▶ _YOUR TASK_:
Your answer must be the exact lines from the one holding "find wet textured" through the final line of the records below, both included, and nothing more.

▶ _INPUT RECORDS_:
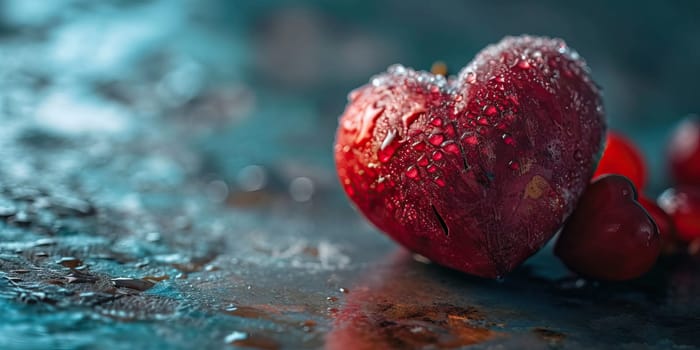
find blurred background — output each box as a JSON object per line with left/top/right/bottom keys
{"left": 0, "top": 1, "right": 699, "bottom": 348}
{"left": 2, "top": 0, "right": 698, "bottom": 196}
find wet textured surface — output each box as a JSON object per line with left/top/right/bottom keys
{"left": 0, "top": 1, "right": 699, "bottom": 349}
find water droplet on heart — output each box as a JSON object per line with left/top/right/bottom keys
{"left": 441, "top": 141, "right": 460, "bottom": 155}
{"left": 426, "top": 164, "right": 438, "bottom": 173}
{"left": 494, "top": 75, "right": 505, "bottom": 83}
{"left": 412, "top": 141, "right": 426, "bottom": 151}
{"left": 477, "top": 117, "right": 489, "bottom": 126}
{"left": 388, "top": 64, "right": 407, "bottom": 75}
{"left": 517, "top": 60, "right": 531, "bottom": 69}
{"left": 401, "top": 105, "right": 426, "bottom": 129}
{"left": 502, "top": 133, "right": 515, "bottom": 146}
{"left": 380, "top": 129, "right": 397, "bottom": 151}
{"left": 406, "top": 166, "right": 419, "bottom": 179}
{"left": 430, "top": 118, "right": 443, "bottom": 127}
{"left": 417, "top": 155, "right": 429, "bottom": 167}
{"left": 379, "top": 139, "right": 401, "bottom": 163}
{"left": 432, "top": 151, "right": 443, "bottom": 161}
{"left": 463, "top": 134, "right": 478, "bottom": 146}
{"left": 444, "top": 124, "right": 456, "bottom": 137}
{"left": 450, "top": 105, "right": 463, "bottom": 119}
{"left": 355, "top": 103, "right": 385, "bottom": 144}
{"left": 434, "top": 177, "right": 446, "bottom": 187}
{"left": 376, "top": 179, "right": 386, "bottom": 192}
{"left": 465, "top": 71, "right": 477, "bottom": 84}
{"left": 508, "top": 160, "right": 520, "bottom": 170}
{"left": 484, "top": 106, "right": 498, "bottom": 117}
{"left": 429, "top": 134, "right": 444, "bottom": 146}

▶ _TASK ANSWER_:
find wet textured surface — output each box as a JSON object per line with left/top/right/bottom keys
{"left": 0, "top": 1, "right": 699, "bottom": 349}
find water droplet on heart — output each box as a JSON object per line with left/top/right/bottom keys
{"left": 441, "top": 141, "right": 460, "bottom": 155}
{"left": 426, "top": 164, "right": 438, "bottom": 173}
{"left": 494, "top": 75, "right": 505, "bottom": 83}
{"left": 412, "top": 141, "right": 426, "bottom": 151}
{"left": 477, "top": 117, "right": 489, "bottom": 126}
{"left": 388, "top": 64, "right": 407, "bottom": 75}
{"left": 517, "top": 60, "right": 531, "bottom": 69}
{"left": 401, "top": 105, "right": 426, "bottom": 129}
{"left": 502, "top": 133, "right": 515, "bottom": 146}
{"left": 380, "top": 129, "right": 397, "bottom": 151}
{"left": 406, "top": 166, "right": 419, "bottom": 179}
{"left": 430, "top": 118, "right": 443, "bottom": 127}
{"left": 417, "top": 155, "right": 429, "bottom": 167}
{"left": 379, "top": 139, "right": 401, "bottom": 163}
{"left": 432, "top": 151, "right": 443, "bottom": 161}
{"left": 463, "top": 134, "right": 478, "bottom": 146}
{"left": 444, "top": 124, "right": 456, "bottom": 137}
{"left": 450, "top": 105, "right": 463, "bottom": 119}
{"left": 355, "top": 103, "right": 385, "bottom": 144}
{"left": 434, "top": 177, "right": 446, "bottom": 187}
{"left": 376, "top": 179, "right": 386, "bottom": 192}
{"left": 465, "top": 71, "right": 477, "bottom": 84}
{"left": 508, "top": 160, "right": 520, "bottom": 170}
{"left": 484, "top": 106, "right": 498, "bottom": 117}
{"left": 429, "top": 134, "right": 444, "bottom": 146}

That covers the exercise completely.